:: Exercise tasks ::
a: Translate this sentence from the interview with the romance author into Spanish: "In contrast, I like my rom-coms to be more bubbly and hilarious with big fun set pieces and splashy locales, and to write them in first-person so we feel very close to the characters’ brains and emotions as they are falling in love."
b: Reproduce a passage from the interview with the romance author word for word, beginning at the words "My historical books" and stopping after "a different name.)".
c: Pick up the interview with the romance author after its last sentence and write how it continues.

:: Page ::
<<<<

My historical books are very different in mood from this book—they are
written in third person, they are very steamy,
they’re all set in 18th-century England, and while they have a lot
of humor and swoonery, they’re more politically pointed. (The vibe shift is why
I decided to publish under a different name.)
From a writing perspective, historicals require a lot more research and
I find that in writing them, I’m more focused on subverting tropes and being in
conversation with the long history of the sub-genre, which is evolving very
quickly and in an exciting way. I’m also very focused on reflecting the
political moment of the time in those books—spotlighting people who were
challenging cultural mores, fighting for expanded rights and pushing forward
progressive values.
In contrast, I like my rom-coms to be more bubbly and hilarious with big
fun set pieces and splashy locales, and to write them in first-person so we
feel very close to the characters’ brains and emotions as they are falling in
love.
Q: Can you tell us a little about
your writing routine? Where and when do you most like to write?

>>>>

:: Given entries ::
<<<<

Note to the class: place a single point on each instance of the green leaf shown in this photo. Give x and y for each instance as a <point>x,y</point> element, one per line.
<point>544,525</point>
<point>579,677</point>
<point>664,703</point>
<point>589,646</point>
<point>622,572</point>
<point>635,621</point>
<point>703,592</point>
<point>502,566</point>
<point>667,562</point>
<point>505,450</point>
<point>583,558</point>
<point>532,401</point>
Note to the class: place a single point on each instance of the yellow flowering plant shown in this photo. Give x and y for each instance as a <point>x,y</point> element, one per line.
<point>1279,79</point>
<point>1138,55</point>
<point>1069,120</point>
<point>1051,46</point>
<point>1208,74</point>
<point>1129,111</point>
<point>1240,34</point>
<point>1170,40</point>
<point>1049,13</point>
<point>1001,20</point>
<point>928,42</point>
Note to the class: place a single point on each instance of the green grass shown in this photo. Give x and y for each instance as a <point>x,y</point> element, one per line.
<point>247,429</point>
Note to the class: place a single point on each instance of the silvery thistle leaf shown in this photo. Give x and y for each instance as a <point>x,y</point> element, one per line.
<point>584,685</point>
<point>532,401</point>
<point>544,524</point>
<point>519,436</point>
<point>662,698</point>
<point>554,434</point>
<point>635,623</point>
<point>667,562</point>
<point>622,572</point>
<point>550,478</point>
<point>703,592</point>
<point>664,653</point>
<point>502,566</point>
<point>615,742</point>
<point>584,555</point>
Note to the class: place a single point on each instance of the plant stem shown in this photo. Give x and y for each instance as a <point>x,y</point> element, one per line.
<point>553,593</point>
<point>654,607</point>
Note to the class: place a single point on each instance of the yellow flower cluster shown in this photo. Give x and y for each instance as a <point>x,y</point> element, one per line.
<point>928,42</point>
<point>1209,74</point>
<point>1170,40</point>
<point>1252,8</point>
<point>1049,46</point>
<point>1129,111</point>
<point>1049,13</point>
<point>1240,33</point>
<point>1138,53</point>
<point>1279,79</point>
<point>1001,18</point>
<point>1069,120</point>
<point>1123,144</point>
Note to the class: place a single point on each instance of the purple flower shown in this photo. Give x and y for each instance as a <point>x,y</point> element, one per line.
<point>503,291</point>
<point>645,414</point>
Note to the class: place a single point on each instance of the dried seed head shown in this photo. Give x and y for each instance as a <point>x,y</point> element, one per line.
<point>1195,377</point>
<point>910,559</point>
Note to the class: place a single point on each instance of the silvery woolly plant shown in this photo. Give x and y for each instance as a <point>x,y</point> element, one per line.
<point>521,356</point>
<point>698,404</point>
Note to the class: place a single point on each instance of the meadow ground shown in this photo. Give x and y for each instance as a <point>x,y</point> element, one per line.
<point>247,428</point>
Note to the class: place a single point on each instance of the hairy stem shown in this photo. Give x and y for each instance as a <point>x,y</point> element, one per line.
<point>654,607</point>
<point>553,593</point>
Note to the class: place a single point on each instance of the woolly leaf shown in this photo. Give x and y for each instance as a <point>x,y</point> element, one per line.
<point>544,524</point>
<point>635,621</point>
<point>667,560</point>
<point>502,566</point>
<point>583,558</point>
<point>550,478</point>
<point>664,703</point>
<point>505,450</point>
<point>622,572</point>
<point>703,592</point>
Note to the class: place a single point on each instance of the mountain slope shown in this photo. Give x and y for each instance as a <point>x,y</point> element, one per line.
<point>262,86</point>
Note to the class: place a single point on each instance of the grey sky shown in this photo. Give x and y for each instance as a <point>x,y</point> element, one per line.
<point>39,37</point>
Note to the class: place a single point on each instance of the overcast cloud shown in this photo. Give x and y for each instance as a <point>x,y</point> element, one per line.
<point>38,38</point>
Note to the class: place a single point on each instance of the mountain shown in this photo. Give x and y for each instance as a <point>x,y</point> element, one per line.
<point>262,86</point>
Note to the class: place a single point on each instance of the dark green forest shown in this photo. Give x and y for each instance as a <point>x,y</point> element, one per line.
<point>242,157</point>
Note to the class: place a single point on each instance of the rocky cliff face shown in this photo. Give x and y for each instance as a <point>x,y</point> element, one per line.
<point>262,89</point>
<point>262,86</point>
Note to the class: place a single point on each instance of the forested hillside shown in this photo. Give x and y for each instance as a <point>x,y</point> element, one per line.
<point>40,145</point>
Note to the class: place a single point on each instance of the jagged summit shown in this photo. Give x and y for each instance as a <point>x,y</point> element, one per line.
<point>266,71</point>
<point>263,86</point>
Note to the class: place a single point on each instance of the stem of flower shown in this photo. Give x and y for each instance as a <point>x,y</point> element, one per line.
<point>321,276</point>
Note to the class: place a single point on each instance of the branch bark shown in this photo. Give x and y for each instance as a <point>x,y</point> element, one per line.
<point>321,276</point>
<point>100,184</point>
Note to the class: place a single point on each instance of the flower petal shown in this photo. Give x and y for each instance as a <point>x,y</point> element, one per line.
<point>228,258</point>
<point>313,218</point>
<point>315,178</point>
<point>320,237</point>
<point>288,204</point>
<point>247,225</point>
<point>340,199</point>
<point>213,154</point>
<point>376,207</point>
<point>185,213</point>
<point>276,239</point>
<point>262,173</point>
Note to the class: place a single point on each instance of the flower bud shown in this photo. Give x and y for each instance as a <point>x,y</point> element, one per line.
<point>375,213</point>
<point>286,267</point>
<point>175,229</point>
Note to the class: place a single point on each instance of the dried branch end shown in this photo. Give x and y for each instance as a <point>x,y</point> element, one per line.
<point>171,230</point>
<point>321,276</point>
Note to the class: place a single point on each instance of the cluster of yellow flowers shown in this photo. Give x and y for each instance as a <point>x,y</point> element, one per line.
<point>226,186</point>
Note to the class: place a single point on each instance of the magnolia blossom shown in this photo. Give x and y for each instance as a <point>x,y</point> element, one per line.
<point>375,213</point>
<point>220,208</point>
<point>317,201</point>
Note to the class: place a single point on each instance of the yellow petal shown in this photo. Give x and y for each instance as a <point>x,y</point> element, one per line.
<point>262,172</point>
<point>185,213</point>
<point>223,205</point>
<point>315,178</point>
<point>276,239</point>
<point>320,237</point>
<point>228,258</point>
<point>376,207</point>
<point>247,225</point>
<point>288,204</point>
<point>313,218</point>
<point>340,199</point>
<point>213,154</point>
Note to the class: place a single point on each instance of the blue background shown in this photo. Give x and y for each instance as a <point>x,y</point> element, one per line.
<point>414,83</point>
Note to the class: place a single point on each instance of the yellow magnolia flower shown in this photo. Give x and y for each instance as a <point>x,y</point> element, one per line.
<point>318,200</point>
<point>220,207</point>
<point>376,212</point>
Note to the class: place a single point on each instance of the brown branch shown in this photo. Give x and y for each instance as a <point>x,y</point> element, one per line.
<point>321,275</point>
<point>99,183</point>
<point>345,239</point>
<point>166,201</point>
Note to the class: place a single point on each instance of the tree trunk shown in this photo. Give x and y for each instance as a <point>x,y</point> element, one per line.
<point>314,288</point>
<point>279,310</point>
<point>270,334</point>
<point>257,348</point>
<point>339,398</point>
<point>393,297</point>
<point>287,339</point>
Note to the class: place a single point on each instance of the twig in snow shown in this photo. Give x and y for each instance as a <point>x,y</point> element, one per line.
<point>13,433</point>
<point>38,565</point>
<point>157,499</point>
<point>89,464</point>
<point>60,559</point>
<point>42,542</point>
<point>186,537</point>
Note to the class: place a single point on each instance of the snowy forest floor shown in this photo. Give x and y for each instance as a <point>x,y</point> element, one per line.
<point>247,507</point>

>>>>

:: The replies ::
a: En cambio, me gusta que mis comedias románticas sean más chispeantes y divertidísimas, con grandes escenas espectaculares y escenarios llamativos, y escribirlas en primera persona para que nos sintamos muy cerca de la mente y las emociones de los personajes mientras se enamoran.

b:
My historical books are very different in mood from this book—they are
written in third person, they are very steamy,
they’re all set in 18th-century England, and while they have a lot
of humor and swoonery, they’re more politically pointed. (The vibe shift is why
I decided to publish under a different name.)

c:
A: I usually write from about noon to five or six, always on my tattered
living room couch, and always with my cat and a selection of about five
beverages nearby. But I’m not a “MUST WRITE EVERY DAY” type of writer…I tend to
follow my creative impulses. If there’s a day I don’t feel like writing I don’t
stress about it (unless I’m on deadline) because I feel like my brain probably
needs a break to do background work. (Rebecca Solnit once wrote “writing is not
typing” and I firmly believe this to be gospel.) And if I feel like holing up
for an entire weekend and downloading my whole brain into my laptop, I jump on
the opportunity to follow the muse.
Q: Lastly, we have to ask – what
are you working on next?
A: I’m working
on my next rom-com! Without saying too much, it’s about two people who
absolutely despise cruises who are dragged aboard a luxury Caribbean cruise
catering to a “mature” clientele for two weeks. I went on a similar cruise to
research it, so it’s filled with true-to-life set pieces—swimming with pigs,
Sinatra impersonators, “cruise ambassadors” paid to ballroom dance with the
single ladies, copious buffets—not to mention lots of steamy forced proximity
from our two characters and a big plot twist. It’s been a blast to write.